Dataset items
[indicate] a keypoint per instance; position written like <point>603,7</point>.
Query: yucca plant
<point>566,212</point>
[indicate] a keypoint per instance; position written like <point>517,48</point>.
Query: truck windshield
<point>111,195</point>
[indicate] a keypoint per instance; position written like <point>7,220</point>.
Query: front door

AIM OF THE TASK: Return each line above exactly as it appears.

EXERCISE SOLUTION:
[indicate] a keypoint per instance; position written like <point>603,7</point>.
Query: yucca plant
<point>566,212</point>
[indicate] a keypoint per instance; position written like <point>517,48</point>.
Query: truck windshield
<point>111,195</point>
[indicate] a keypoint per instance; position written like <point>7,220</point>.
Query: front door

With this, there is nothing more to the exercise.